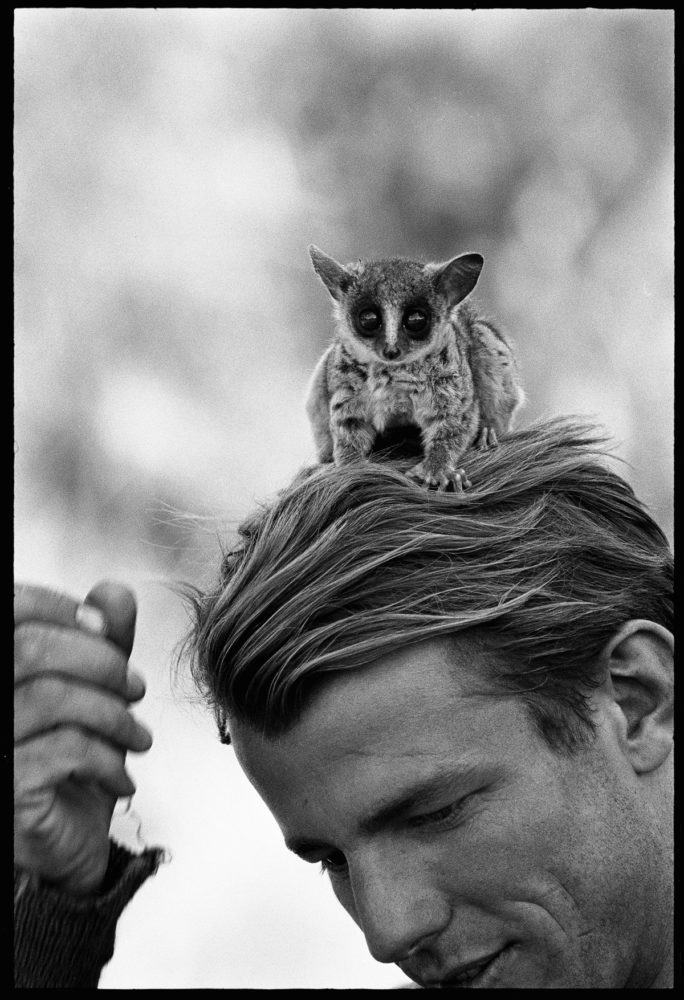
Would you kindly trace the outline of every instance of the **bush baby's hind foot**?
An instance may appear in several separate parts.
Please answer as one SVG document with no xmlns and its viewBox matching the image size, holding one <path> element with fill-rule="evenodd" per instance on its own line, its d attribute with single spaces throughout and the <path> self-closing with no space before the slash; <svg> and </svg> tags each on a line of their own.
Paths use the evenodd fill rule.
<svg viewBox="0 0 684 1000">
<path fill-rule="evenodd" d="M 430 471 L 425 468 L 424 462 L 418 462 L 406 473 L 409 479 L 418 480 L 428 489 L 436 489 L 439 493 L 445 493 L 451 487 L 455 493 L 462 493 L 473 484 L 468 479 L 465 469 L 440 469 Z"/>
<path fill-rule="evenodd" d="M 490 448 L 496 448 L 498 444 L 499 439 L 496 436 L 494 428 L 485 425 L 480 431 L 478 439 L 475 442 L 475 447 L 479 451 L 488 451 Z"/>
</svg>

★ ★ ★ ★ ★ ★ ★

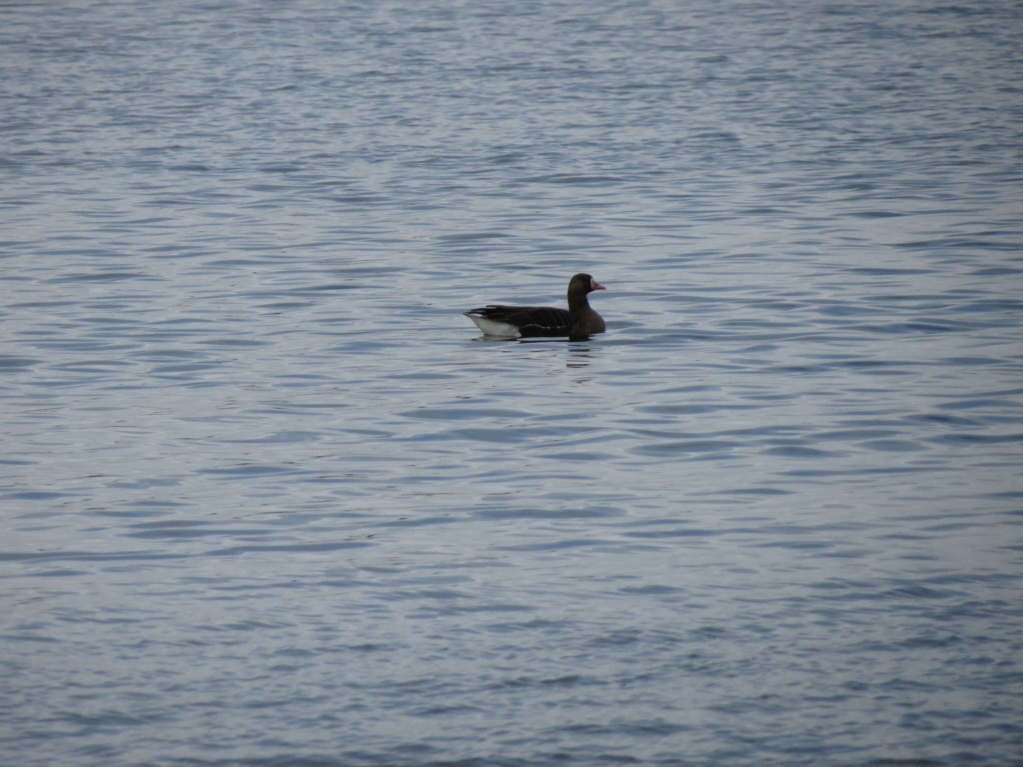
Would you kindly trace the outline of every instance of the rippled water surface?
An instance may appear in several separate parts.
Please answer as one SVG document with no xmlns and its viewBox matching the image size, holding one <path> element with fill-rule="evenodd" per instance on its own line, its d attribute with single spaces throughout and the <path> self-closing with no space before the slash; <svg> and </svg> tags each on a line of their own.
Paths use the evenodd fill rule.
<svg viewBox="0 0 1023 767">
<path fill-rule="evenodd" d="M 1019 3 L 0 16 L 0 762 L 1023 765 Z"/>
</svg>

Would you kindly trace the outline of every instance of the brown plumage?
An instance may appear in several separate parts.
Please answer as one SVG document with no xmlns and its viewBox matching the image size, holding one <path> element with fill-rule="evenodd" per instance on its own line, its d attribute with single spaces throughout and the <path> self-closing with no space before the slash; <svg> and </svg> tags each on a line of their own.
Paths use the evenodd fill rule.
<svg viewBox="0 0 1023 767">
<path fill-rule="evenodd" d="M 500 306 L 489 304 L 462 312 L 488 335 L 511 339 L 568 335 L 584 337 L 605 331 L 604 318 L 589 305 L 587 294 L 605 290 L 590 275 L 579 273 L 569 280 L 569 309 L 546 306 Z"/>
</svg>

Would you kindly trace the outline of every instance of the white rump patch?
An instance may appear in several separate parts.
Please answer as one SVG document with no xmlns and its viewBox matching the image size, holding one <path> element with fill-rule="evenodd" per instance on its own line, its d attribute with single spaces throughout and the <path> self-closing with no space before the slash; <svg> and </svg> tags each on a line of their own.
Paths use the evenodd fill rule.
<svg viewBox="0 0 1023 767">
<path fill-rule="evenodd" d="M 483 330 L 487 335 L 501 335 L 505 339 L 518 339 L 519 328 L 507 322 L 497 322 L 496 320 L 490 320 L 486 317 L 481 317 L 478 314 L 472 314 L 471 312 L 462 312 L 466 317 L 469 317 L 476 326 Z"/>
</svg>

★ ★ ★ ★ ★ ★ ★

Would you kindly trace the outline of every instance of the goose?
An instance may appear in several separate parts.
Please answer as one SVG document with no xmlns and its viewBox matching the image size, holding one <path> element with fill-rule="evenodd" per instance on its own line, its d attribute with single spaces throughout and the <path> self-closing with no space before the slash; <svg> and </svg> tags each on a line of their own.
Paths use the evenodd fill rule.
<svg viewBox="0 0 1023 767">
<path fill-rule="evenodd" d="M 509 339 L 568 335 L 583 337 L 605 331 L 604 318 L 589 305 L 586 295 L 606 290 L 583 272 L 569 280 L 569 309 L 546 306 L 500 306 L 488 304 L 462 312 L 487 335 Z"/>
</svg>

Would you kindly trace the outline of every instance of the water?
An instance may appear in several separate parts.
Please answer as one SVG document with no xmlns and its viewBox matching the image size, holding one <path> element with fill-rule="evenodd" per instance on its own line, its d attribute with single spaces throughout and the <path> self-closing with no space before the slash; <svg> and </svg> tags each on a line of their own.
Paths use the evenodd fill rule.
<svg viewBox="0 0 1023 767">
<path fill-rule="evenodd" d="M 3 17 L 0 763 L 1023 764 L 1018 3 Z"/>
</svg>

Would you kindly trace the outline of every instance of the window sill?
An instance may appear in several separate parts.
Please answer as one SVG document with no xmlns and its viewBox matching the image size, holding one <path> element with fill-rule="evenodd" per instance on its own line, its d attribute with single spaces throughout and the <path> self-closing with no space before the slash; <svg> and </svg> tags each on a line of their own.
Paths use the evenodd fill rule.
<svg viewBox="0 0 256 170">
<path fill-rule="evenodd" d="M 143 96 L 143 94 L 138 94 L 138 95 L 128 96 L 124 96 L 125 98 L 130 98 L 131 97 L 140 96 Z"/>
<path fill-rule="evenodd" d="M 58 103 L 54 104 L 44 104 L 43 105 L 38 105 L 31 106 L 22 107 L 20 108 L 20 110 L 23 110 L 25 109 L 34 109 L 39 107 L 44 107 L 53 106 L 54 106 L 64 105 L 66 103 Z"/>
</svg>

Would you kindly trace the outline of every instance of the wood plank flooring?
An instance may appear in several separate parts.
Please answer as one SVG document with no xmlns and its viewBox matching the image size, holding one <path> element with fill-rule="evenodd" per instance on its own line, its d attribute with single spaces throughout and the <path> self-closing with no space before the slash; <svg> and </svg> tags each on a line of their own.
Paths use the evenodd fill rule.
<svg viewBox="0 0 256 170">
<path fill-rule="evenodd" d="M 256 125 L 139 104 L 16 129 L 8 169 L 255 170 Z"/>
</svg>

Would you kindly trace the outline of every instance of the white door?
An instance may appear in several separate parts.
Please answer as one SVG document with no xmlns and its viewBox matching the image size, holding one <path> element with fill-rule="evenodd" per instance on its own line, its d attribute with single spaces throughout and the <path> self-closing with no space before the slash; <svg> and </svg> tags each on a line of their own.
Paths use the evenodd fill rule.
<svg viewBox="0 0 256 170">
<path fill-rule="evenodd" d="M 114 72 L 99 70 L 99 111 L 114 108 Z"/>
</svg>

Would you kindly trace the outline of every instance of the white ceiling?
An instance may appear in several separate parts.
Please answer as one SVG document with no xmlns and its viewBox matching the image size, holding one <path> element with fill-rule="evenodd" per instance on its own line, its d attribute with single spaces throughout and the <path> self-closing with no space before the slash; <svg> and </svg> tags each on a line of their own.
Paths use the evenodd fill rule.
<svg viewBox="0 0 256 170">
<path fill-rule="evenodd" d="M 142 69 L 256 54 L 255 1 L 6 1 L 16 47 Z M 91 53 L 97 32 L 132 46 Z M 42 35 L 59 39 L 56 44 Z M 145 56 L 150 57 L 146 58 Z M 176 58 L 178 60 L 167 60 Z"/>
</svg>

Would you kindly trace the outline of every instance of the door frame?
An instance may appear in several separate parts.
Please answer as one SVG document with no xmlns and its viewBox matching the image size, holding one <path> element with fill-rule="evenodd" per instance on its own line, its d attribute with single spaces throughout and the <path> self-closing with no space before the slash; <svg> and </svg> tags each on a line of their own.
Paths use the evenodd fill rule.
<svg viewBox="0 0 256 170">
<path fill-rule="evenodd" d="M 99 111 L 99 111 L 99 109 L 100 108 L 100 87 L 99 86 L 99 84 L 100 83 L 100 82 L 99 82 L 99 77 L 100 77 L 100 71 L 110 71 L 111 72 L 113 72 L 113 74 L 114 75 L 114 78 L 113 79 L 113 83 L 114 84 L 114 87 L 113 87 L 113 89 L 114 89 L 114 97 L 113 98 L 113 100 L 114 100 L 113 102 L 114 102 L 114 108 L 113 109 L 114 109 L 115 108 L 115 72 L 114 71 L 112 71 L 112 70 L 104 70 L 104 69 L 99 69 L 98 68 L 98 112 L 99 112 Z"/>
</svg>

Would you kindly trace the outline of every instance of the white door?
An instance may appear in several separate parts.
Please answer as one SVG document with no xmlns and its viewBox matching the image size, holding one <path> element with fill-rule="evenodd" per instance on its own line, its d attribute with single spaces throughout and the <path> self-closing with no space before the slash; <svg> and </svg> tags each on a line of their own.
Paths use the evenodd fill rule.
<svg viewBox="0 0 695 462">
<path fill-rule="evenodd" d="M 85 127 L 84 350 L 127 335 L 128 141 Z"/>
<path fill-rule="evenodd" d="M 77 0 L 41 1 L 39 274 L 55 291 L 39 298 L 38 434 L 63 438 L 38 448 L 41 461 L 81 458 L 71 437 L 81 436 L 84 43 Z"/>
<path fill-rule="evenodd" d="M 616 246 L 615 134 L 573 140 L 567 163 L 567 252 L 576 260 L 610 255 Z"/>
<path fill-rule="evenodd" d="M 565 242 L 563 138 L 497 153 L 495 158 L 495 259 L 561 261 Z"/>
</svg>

★ ★ ★ ★ ★ ★ ★

Set task: Could you swap "window sill" for "window ledge" in the stretch from the line containing "the window sill?" through the line containing "143 96 L 143", then return only those lines with everything else left as it is?

Result of this exercise:
Would you kindly trace the outline of every instance of the window ledge?
An instance may appear in several separate parts.
Please answer as one SVG document with no xmlns and its viewBox matching the image size, holding one <path> element with fill-rule="evenodd" per instance on its own line, its d attribute with single spaces throughout and the <path> self-closing with no space before the slash; <svg> and </svg> tags each on a line of their own.
Paths use the evenodd fill rule.
<svg viewBox="0 0 256 170">
<path fill-rule="evenodd" d="M 143 96 L 143 94 L 138 94 L 138 95 L 128 96 L 124 96 L 125 98 L 130 98 L 131 97 L 140 96 Z"/>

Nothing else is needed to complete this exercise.